> WRITTEN TASK
Write out the lines of the data below verbatim, starting at the line that contains "Could you kindly segment every instance of the bird's shadow?" and ending at the line that contains "140 133 L 140", with both of those lines included.

> DATA FOR THIS EXERCISE
____

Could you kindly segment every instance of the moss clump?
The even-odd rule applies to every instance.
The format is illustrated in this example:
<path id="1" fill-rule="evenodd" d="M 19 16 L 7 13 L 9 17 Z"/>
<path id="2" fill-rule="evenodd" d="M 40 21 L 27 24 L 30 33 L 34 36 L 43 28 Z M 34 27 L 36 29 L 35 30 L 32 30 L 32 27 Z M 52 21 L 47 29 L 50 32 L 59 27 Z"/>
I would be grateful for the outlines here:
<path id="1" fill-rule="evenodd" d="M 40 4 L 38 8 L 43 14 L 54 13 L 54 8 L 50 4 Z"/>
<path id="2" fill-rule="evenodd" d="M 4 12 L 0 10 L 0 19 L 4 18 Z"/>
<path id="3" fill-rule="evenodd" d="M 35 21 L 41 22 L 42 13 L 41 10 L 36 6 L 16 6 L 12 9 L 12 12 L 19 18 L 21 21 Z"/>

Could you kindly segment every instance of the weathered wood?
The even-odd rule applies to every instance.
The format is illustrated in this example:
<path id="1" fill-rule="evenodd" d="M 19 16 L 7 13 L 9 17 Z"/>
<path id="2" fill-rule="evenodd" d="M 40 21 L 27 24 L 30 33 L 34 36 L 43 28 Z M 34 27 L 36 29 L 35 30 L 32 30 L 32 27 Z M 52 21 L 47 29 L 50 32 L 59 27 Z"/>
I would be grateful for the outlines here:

____

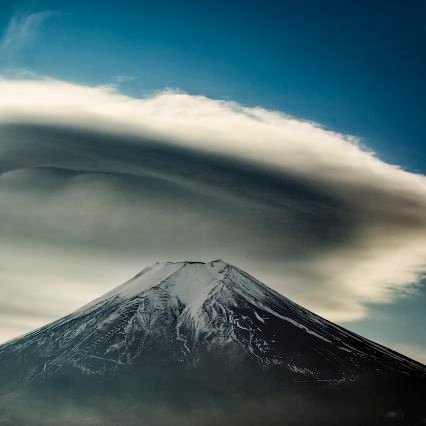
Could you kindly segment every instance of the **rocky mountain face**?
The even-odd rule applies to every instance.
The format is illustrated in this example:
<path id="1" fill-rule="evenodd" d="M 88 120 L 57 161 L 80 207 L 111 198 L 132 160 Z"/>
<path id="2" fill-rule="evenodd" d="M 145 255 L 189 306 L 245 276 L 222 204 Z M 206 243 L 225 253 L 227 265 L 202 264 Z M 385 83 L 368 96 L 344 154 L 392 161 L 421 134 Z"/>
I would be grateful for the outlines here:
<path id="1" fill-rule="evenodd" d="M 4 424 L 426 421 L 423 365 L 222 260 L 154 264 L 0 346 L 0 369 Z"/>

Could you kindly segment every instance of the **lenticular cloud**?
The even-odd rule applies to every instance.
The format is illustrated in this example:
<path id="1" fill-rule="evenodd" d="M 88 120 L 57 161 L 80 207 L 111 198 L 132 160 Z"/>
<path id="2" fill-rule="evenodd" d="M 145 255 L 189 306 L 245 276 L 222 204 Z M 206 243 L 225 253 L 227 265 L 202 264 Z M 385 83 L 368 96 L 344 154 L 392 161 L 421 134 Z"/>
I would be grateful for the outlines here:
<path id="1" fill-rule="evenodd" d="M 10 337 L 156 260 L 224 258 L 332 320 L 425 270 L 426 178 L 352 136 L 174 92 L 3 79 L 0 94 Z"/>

____

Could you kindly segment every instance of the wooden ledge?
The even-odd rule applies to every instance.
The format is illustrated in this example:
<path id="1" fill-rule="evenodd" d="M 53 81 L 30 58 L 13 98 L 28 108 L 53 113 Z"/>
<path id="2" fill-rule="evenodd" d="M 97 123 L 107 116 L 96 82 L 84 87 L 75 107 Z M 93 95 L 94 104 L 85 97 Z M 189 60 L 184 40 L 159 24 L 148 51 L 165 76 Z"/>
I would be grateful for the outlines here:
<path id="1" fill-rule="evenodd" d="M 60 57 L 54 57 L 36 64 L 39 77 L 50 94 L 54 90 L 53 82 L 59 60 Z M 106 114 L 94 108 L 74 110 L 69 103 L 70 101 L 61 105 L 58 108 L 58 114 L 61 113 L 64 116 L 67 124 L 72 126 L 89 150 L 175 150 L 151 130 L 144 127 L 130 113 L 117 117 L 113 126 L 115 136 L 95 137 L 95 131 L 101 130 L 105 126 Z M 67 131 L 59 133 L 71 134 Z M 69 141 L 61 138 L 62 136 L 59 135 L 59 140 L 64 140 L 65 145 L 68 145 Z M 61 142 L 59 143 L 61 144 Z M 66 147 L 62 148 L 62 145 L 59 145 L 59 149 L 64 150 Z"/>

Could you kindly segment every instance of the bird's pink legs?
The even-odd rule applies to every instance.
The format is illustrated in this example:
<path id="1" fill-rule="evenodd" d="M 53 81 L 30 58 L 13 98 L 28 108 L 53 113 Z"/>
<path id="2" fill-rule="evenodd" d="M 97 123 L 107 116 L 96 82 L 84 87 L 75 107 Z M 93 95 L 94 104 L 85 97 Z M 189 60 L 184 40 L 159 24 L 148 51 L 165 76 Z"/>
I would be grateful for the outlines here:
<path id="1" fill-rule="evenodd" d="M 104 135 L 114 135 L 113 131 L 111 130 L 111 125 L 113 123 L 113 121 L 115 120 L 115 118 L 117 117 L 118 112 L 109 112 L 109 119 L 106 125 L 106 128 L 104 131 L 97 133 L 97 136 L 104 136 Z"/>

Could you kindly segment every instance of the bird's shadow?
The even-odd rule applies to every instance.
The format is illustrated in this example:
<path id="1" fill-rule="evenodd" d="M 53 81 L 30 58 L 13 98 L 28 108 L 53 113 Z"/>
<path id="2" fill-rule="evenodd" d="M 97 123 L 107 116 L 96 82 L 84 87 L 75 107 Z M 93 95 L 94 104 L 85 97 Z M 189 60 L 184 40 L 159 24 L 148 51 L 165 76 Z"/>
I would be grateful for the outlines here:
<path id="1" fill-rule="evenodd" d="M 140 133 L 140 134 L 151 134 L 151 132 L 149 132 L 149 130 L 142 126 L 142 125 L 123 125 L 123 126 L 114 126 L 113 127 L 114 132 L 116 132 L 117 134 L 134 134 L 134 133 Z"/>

____

> FINAL RESULT
Could you kindly segment every instance of the bird's shadow?
The even-odd rule applies to every instance.
The format is illustrated in this example:
<path id="1" fill-rule="evenodd" d="M 53 81 L 30 58 L 13 98 L 28 108 L 53 113 Z"/>
<path id="2" fill-rule="evenodd" d="M 97 123 L 107 116 L 96 82 L 84 87 L 75 107 Z M 93 95 L 94 104 L 85 97 Z M 189 60 L 184 40 L 159 24 L 148 51 L 165 76 Z"/>
I would be grateful for the outlines here:
<path id="1" fill-rule="evenodd" d="M 140 133 L 140 134 L 151 134 L 151 132 L 149 132 L 149 130 L 142 126 L 142 125 L 123 125 L 123 126 L 114 126 L 113 127 L 114 132 L 116 132 L 117 134 L 134 134 L 134 133 Z"/>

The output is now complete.